▸ **Task details**
Please copy the lines from "</instance>" through "positive clicks: (473, 119) (498, 122)" below, renaming "positive clicks" to "foreground clicks" and leaving everything else as it is. Give only those lines.

Rows from a collection:
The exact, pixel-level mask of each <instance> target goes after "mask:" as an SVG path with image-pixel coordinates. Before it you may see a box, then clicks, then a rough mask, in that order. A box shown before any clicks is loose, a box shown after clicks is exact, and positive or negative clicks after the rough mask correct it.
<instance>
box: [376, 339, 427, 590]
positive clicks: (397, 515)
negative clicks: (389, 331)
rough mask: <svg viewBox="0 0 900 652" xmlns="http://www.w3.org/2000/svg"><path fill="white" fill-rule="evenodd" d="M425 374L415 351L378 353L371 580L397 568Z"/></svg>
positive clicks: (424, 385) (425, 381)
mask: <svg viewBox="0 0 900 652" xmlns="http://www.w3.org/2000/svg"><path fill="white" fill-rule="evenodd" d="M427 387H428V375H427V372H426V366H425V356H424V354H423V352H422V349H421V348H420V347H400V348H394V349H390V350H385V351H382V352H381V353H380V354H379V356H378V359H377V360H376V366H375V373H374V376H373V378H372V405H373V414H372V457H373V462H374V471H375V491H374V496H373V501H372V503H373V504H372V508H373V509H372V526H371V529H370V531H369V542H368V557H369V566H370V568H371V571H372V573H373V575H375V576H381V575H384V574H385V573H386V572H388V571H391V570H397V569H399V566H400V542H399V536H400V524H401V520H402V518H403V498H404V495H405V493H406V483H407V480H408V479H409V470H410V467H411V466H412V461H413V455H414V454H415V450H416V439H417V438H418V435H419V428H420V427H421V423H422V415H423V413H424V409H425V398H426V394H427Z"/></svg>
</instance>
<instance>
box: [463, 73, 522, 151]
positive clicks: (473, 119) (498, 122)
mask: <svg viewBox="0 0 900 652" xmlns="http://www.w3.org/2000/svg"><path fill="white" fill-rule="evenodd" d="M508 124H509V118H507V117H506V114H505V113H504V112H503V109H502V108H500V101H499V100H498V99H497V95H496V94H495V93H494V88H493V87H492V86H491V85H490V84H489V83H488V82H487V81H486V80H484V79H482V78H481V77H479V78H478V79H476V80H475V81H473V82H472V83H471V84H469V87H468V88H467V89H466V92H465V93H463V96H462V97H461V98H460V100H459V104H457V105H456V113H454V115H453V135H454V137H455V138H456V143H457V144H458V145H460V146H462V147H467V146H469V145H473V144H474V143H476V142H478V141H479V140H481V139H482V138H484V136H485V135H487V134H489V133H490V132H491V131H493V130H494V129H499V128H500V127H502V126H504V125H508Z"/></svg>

▸ **Solution**
</instance>
<instance>
box: [463, 73, 522, 151]
foreground clicks: (473, 119) (498, 122)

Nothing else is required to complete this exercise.